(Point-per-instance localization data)

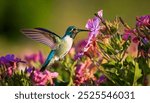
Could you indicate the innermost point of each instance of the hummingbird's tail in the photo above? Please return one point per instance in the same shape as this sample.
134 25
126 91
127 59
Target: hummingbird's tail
49 58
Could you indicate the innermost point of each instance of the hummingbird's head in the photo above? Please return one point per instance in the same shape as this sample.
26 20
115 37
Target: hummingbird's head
72 31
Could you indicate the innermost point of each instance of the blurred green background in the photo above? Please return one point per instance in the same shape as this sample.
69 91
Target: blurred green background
57 15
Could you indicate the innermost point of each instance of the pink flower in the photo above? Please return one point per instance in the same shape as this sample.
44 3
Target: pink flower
94 26
143 21
34 59
43 78
10 63
130 33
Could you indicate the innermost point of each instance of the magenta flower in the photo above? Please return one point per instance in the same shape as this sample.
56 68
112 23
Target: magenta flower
34 59
102 79
130 33
10 63
143 21
43 78
94 26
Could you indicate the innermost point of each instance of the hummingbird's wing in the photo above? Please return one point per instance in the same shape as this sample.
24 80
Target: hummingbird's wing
43 36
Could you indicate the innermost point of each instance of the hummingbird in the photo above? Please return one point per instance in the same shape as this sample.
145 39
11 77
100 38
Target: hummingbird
60 46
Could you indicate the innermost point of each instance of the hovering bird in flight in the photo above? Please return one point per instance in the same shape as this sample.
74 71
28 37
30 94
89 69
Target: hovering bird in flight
60 46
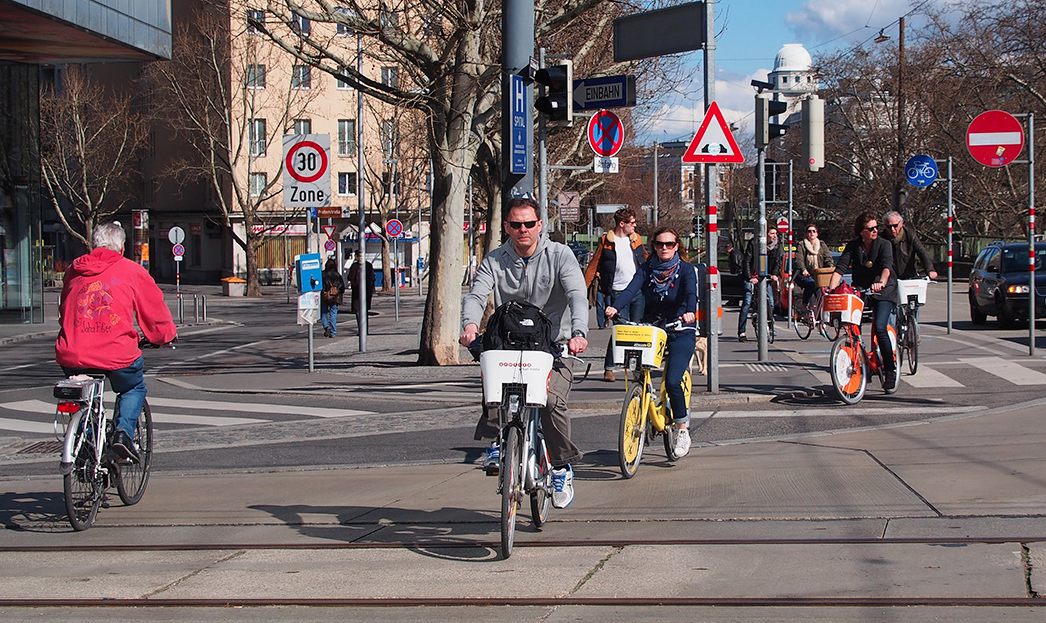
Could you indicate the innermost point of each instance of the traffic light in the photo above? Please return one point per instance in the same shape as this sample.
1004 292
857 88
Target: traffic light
558 102
765 110
813 132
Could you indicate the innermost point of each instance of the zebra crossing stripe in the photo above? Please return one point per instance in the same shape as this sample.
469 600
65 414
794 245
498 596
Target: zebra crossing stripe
928 377
1010 371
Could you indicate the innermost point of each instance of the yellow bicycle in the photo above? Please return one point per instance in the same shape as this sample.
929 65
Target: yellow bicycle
645 414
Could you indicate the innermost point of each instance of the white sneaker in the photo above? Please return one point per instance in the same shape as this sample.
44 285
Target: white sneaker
563 487
682 443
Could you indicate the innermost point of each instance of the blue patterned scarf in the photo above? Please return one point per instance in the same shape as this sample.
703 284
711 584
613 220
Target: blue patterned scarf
663 273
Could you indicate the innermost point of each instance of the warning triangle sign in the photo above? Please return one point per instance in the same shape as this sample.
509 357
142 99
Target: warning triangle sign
713 142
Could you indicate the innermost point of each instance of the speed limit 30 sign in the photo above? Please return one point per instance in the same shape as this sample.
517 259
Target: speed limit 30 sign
307 170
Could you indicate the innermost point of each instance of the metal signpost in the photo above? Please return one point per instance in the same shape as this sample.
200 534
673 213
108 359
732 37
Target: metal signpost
996 138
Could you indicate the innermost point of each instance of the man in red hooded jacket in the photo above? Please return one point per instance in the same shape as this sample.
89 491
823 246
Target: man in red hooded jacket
103 294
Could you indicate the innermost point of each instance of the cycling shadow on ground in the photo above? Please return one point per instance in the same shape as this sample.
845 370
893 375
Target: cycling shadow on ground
33 511
448 533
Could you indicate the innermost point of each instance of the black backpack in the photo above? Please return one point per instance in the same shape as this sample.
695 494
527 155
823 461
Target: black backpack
519 325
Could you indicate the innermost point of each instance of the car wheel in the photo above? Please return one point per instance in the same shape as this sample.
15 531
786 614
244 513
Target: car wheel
976 316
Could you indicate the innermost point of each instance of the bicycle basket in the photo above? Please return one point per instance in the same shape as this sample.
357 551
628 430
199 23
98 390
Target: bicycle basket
916 287
649 340
848 306
531 369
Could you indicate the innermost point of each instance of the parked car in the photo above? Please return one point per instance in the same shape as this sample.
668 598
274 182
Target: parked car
999 283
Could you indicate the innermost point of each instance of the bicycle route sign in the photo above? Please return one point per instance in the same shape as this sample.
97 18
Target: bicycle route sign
307 170
921 170
995 138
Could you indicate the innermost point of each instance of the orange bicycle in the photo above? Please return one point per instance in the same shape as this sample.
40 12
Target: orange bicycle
850 363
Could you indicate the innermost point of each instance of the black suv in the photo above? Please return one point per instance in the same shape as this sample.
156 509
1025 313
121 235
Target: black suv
999 283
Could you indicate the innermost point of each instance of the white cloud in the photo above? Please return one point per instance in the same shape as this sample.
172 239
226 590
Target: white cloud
824 20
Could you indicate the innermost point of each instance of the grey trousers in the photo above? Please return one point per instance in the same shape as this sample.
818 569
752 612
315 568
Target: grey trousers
554 420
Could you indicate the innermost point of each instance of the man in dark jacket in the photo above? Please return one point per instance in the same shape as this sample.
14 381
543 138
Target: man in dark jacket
618 256
750 272
906 248
334 287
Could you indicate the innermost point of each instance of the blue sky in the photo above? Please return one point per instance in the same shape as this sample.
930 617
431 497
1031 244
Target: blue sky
752 31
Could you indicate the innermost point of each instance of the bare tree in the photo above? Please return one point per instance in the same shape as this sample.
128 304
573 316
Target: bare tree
221 95
92 141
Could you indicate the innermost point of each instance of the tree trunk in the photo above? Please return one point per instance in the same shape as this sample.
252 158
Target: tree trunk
441 324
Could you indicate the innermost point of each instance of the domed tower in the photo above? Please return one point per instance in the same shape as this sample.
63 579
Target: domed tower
793 75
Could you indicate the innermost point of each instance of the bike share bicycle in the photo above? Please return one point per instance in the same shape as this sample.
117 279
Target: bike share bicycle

Exercise description
What is needed is an exact printout of all the entries, without the pictures.

Response area
Could you indicate the innermost point of each instance of the hummingbird's tail in the photo above? Please return one point per instance in the same shape as this sample.
134 25
126 91
127 59
Target: hummingbird's tail
49 58
Could you indicate the innermost point of each instance of the hummingbird's head in the photo above? Please return one point per instance in the same shape as this sample.
26 20
115 37
Target: hummingbird's head
72 31
Could you indicate the innermost point of each instance of the blurred green background in the photo above? Please return one point per instance in the same shape as this sample.
69 91
Target: blurred green background
57 15
Could you indicate the innermost point of each instance of the pink flower in the photo above? Please return one point per instance in the same shape as this sample.
44 3
Target: pink flower
94 26
143 21
34 59
43 78
10 63
130 33
Could you indicate the innermost point of each instance of the magenta flower in the photo above? Please return one point per instance in the same shape as this sample.
56 68
112 23
Target: magenta flower
34 59
102 79
130 33
10 63
143 21
43 78
94 26
Could you indicate the innermost point of each instance of the hummingbird's wing in the photo above? Please return one point per instance in the same shape as this sample.
24 80
Target: hummingbird's wing
43 36
Could you indicate the innermost point of each instance of the hummingbird in the photo above? Please return one point per instance in the same shape as this sample.
145 39
11 77
100 38
Target: hummingbird
60 46
Could you indicate the innermost point of each instance of the hovering bird in flight in the photo above? Please return one point per instance in the same shape as this sample.
74 71
28 37
30 94
89 69
Target: hovering bird in flight
60 46
Could you indicate the innermost point of each instance of the traffic light in the photo above? Please return one point per instance in the same shape as this sample.
1004 292
857 88
Target: traffic light
558 102
765 110
813 132
Could you indicate the innermost point of each instance of the zebra crossing stripe in the photo above? Please return one point per instance in the same shape as this sample.
469 600
65 414
794 245
498 596
Target: zebra crossing stripe
928 377
1010 371
Could you indicate the innermost point of each instance of the yellow bicycle in the photo above? Please return one point per instance in the same shape as this sample.
929 65
Target: yellow bicycle
645 414
Could you indicate the innermost point of each instance of the white sneaker in the photo above? Please return one point per instance in the same shape as this sample.
44 285
Target: white sneaker
563 487
682 443
Could you indicate the innermost point of each instance of the blue patterned scarf in the photo above? Please return one point per instance in the same shape as this sample.
703 284
711 584
613 220
Target: blue patterned scarf
663 273
Could you indicate the innermost point of each instance of the warning triangle sign in the photo above? Please return one point per instance in the same shape as this sample.
509 357
142 99
Target: warning triangle sign
713 142
Could you indicate the innermost point of each instance of the speed limit 30 sign in the photo above? Please return one point per instance in the same shape as this sample.
517 259
Target: speed limit 30 sign
307 170
Could you indicate the innermost point of each instance of the metal signpost in the photo above? Please return one point per instance in the same shape as this sample.
200 534
673 213
108 359
732 37
Target: metal signpost
996 138
Could you indicate the innermost point of each instance of the man in red hooded jacket in the photo above? Please return one point per instance in the same shape as this sample.
89 491
823 246
Target: man in red hooded jacket
103 294
Could you indicate the innermost point of each instance of the cycling shadow on ground in the photo above? Please return one point per instance in the same shape as this sample.
845 370
893 375
Target: cycling shadow on ground
33 511
448 533
Could you indicate the innermost point of each instance of the black backpack in the photo above? Please return one point per instance in the same shape as this sample.
695 494
527 155
823 461
Target: black backpack
519 325
Could you indicate the innermost point of each instance of the car wheel in the photo above? Please return one point per instance in the same shape as this sample.
15 531
786 614
244 513
Target: car wheel
976 316
Could you indicate the innermost point of each instance of the bicycle basket in the photo above? Please return one point per instance in the same shape as this sample.
357 551
628 430
199 23
98 390
Target: bicycle basket
916 287
649 340
848 306
531 369
Could you indicate the innermost point of each instance of the parked car in the photo above? Please return one point per instance in the same shape as this sample.
668 598
274 182
Target: parked car
999 283
Could you indicate the innermost point of each instance of the bicycle route sign in the photo above? Please return one point per instance in the same shape as this sample.
97 18
Target: bicycle route sign
307 170
921 170
995 138
Could you indicate the innermost point of each instance of the orange bicycle in the photo above? Please return one point per instance in the same shape as this sample.
40 12
Target: orange bicycle
850 363
Could you indicate the innermost point of each instance of the black suv in the photo above? Please return one point per instance in the same shape as this sample.
156 509
1025 313
121 235
Target: black suv
999 283
Could you indicate the innermost point of each instance of the white cloud in the photo above? Please return one point per instance in the same shape as this sample.
172 239
226 590
Target: white cloud
824 20
Could you indicate the innermost point of each instance of the grey trousers in the photo above? Please return one point per instance in the same shape as this sample.
818 569
752 612
315 568
Target: grey trousers
554 420
Could you indicate the innermost point of each instance of the man in dark jacket in the photo above? Please return one point per instance in the same shape as this sample.
14 381
543 138
Target: man in dark jacket
618 256
750 272
906 248
334 287
Could you indicate the innermost point of each instance of the blue sky in the photo above? Please return one point per instance in the same shape as this sample.
930 617
431 497
1031 244
Target: blue sky
752 31
Could you indicate the innermost point of each instance of the bare tree in the photo above? Please return one point per instance in the same shape as this sample.
128 304
573 316
Target: bare tree
221 95
92 141
Could you indicate the innermost point of each instance of the tree trunk in the photo above? Please return one point per instance in the same shape as this sample.
252 158
Target: tree trunk
441 324
Could you indicate the innermost point of each instance of the domed tower in the photo above? Please return one point per instance in the same shape as this sample.
63 579
Target: domed tower
793 75
Could you indicate the innermost point of each instance of the bike share bicycle in the photo above? Please return one point per instance in the same shape as this sample.
117 279
Target: bike share bicycle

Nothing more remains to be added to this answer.